TEXT FOR ANALYSIS -
>>>
Scientific classification
- Kingdom: Animalia
- Phylum: Chordata
- Class: Actinopterygii
- Division: Teleostei
- Order: Lampriformes
- Family: Trachipteridae
- Genus: Trachipterus
- Species: T. arcticus
- Binomial name: Trachipterus arcticus Brünnich, 1771

= Trachipterus arcticus =

- Authority: Brünnich, 1771
- Conservation status: LC

Species of fish

Trachipterus arcticus is a species of ribbonfish found predominantly in the North Atlantic Ocean, with one report from the Mediterranean Sea. They are rarely encountered by humans due to their deep-sea habitat and the fact that they are of no commercial value. This species is commonly referred to as the dealfish to differentiate it from the six other ribbonfish species in the family Trachipteridae.

== Taxonomy ==
There is evidence that dealfish should be divided into two separate species, as dealfish found in the Northern and Western Atlantic show some genetic differences.

== Appearance ==

Dealfish have a long, slender, eel-like body. They are a bright silver in colour, often with faint black spots along the flanks and the pink dorsal fin runs the full length of the body. The tail is very small and the underside is free of pectoral or pelvic fins. The maximum size of this species is thought to be 8–9 feet in length, although they are typically around half of this size.
<<<
WORK INSTRUCTION 1 - According to the text on the dealfish, what is the largest size this species is thought to reach?
WORK INSTRUCTION 2 - Repeat word for word the part of the text on the dealfish starting at "Trachipterus arcticus is" and ending at "some genetic differences.".
The items after this text aren't needed.

INFORMATION PROVIDED -
>>>
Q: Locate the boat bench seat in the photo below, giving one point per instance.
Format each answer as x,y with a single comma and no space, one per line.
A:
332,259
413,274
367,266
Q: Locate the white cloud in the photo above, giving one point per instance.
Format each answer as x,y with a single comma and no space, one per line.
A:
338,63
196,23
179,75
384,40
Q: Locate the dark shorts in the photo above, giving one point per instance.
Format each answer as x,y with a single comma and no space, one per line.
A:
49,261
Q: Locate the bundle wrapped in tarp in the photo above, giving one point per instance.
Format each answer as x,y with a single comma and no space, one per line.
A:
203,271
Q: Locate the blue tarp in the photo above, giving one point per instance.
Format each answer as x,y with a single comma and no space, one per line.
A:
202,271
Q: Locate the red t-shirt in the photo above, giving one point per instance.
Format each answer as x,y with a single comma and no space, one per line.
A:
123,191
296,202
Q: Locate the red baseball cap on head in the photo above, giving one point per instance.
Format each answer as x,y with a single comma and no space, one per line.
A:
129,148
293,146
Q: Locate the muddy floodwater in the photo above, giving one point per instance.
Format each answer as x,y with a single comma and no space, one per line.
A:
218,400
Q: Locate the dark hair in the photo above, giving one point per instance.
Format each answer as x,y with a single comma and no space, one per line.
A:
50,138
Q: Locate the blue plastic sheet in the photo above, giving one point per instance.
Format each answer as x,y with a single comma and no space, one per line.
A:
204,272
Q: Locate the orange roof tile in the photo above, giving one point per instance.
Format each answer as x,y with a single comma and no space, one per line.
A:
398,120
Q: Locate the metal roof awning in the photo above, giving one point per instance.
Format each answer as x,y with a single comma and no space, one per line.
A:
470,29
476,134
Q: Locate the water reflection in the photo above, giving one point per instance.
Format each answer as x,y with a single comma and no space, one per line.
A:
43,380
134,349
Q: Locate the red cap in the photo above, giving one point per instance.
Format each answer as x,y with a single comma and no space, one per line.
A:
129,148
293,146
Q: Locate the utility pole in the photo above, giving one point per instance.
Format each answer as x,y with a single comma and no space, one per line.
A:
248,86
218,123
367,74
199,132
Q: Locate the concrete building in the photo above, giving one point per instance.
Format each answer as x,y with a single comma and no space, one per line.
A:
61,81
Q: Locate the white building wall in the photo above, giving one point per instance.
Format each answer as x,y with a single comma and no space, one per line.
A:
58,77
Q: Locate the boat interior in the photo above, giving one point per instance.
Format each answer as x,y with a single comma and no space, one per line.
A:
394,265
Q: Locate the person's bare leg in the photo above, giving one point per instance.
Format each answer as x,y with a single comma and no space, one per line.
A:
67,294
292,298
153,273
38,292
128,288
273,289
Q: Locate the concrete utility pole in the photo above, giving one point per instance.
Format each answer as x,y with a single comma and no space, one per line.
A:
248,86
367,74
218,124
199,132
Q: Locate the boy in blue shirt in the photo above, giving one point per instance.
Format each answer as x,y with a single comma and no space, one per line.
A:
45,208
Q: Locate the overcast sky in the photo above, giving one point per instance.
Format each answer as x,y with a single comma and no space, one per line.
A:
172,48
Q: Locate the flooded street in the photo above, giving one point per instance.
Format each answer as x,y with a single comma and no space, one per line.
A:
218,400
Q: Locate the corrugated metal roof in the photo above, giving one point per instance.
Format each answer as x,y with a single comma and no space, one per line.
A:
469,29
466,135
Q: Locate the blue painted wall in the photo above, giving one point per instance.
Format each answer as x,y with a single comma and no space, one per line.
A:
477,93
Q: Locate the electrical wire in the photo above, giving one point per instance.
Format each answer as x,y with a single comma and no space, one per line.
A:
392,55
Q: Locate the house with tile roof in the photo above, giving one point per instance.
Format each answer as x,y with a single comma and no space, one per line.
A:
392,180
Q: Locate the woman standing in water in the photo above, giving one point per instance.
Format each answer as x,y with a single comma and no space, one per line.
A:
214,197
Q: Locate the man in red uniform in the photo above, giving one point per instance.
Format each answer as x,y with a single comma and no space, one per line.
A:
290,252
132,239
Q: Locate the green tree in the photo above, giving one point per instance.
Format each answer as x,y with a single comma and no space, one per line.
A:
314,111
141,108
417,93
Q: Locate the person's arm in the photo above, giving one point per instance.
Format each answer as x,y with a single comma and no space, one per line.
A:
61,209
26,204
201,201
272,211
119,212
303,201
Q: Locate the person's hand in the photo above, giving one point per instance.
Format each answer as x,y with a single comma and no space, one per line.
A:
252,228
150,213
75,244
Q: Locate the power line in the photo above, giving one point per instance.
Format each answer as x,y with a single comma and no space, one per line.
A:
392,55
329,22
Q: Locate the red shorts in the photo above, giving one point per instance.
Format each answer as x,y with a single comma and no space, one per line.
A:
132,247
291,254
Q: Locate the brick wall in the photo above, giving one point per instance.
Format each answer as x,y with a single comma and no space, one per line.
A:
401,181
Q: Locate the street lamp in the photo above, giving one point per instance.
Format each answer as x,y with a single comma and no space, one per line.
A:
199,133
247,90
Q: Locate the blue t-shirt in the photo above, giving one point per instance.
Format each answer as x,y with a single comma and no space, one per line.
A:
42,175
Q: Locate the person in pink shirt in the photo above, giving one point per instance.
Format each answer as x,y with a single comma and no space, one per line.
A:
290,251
<<<
FINAL ANSWER 1 - 8–9 feet in length.

FINAL ANSWER 2 -
Trachipterus arcticus is a species of ribbonfish found predominantly in the North Atlantic Ocean, with one report from the Mediterranean Sea. They are rarely encountered by humans due to their deep-sea habitat and the fact that they are of no commercial value. This species is commonly referred to as the dealfish to differentiate it from the six other ribbonfish species in the family Trachipteridae.

== Taxonomy ==
There is evidence that dealfish should be divided into two separate species, as dealfish found in the Northern and Western Atlantic show some genetic differences.